• [Source]
━━━━━━━━━━━━━━━━━━━━━━━━━━━━━━

The “bidegorris” or cycle paths of San Sebastian and Gipuzkoa
Written by Miguel Sagués
Translated by Olwen Mears
These days, cycling around the city of San Sebastian is an extremely pleasant way to pass the time. Using your bike to travel to work is now a reality for an increasing number of people. What’s more for tourists, getting around and familiarizing oneself with the city by bike is not only enjoyable, but in many ways also an enriching exercise. Even then, there are still many things we have yet to achieve and much room for improving those we already have. All in good time.
After all, this is something that’s been 25 years in the making. In retrospect, this seems like no time at all: a mere blink of an eye in the city’s long history. One that hasn’t stopped, but keeps on and will keep on keeping on for many years to come. Perhaps then we will at last be able to look back and realise just what it meant to bring about the creations of cycle paths (“bidegorriak”: literally, red paths due to their colour) in our city. An achievement that would make travelling to school or work by bike a much easier, healthier and more pleasant experience.

━━━━━━━━━━━━━━━━━━━━━━━━━━━━━━

• [Instructions]
**a.** Write out the passage of the article on San Sebastian's cycle paths from "After all, this" up to and including "more pleasant experience.".
**b.** Carry on the article on San Sebastian's cycle paths, starting after its final sentence.

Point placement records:

━━━━━━━━━━━━━━━━━━━━━━━━━━━━━━

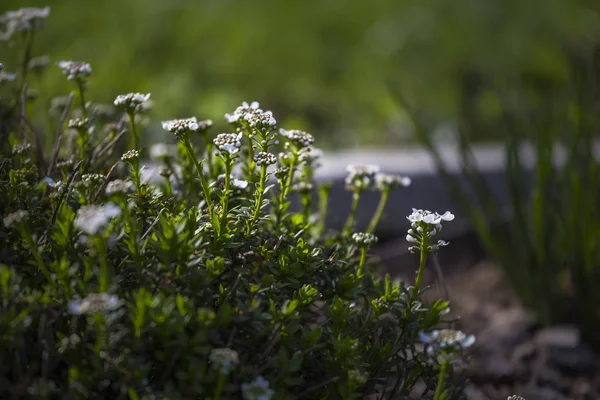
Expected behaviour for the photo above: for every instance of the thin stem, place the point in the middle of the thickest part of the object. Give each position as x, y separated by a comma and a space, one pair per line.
439, 389
351, 221
363, 259
103, 280
203, 183
378, 211
219, 388
259, 198
225, 198
422, 261
134, 132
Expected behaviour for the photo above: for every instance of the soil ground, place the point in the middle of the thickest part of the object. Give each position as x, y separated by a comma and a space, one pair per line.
514, 354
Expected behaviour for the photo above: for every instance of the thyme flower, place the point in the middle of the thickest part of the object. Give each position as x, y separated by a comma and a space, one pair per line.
94, 219
93, 303
132, 102
75, 70
228, 142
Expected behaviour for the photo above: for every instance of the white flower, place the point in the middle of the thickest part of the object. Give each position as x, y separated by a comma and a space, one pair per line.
447, 339
130, 155
94, 219
360, 176
93, 303
120, 186
364, 239
15, 218
75, 70
224, 359
264, 158
131, 102
389, 182
298, 137
228, 142
257, 390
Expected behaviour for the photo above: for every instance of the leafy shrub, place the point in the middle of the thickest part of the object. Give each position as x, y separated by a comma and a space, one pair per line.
202, 283
550, 248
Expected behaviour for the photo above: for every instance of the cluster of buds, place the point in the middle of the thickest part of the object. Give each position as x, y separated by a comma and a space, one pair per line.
298, 138
386, 182
224, 359
425, 224
228, 143
75, 70
94, 303
132, 102
21, 148
120, 186
23, 20
257, 390
446, 344
91, 180
92, 220
79, 124
364, 239
130, 156
360, 177
264, 158
15, 218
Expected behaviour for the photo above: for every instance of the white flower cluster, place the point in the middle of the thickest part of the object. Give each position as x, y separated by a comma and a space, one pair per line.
79, 123
386, 182
264, 158
257, 390
224, 359
428, 223
21, 148
94, 303
94, 219
130, 155
360, 177
181, 127
119, 186
91, 180
24, 19
364, 239
228, 142
15, 218
310, 157
253, 116
299, 138
75, 70
132, 102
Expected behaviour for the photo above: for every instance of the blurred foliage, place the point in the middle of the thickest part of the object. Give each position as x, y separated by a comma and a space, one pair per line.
550, 248
328, 61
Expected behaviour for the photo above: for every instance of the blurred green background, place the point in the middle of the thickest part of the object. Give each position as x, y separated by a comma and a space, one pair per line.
321, 65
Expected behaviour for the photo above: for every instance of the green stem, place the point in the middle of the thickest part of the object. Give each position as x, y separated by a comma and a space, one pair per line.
80, 89
225, 198
203, 183
363, 259
219, 388
103, 280
259, 198
134, 132
378, 211
439, 389
351, 221
422, 261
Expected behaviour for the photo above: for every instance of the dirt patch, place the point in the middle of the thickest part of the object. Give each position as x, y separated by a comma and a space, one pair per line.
513, 354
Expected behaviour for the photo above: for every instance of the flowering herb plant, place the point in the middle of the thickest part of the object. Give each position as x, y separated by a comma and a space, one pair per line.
201, 282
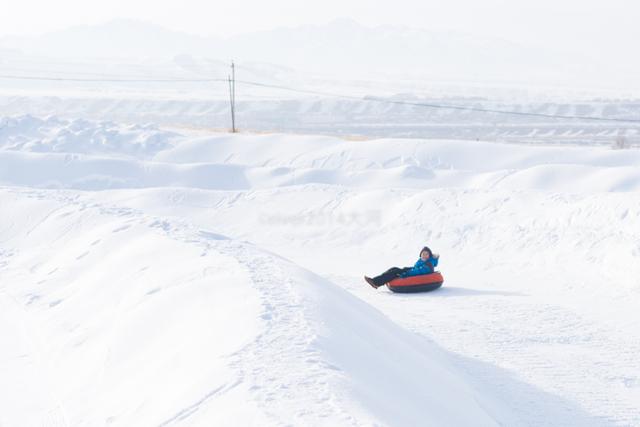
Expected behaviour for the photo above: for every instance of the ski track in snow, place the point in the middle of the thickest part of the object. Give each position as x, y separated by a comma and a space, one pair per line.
556, 344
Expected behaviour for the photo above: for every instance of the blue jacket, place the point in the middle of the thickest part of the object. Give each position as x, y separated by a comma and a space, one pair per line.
421, 267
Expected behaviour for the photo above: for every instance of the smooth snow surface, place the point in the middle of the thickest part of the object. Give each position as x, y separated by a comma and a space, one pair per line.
154, 278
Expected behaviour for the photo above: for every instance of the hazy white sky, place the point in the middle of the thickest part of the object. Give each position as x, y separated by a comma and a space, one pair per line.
566, 21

━━━━━━━━━━━━━━━━━━━━━━━━━━━━━━

• [Exercise results]
**a.**
After all, this is something that’s been 25 years in the making. In retrospect, this seems like no time at all: a mere blink of an eye in the city’s long history. One that hasn’t stopped, but keeps on and will keep on keeping on for many years to come. Perhaps then we will at last be able to look back and realise just what it meant to bring about the creations of cycle paths (“bidegorriak”: literally, red paths due to their colour) in our city. An achievement that would make travelling to school or work by bike a much easier, healthier and more pleasant experience.

**b.**
But living through those 25 years, especially right at the start of this apparently short time period, was hard, problematic; a real uphill struggle, one could say, like crossing a mountain pass.
The 80s were a difficult decade for many towns in the Basque Country. Important questions were being debated, often through violent means. Asking for cycle paths simply in order to be able to go from one place to another sometimes seemed like a completely trivial request, arguably infantile and unquestionably delusional.
Nevertheless, it was to become the flagship campaign that would draw together Donostiarras (the inhabitants of San Sebastian) of various ages and of very different social and ideological backgrounds. Many were the meetings held between this childish and deranged hotchpotch, though with a single and clear objective: that whatever it took, cycling had to be made a safe activity; that the humble bicycle must be respected, valued and given the same consideration in all decisions concerning urban traffic.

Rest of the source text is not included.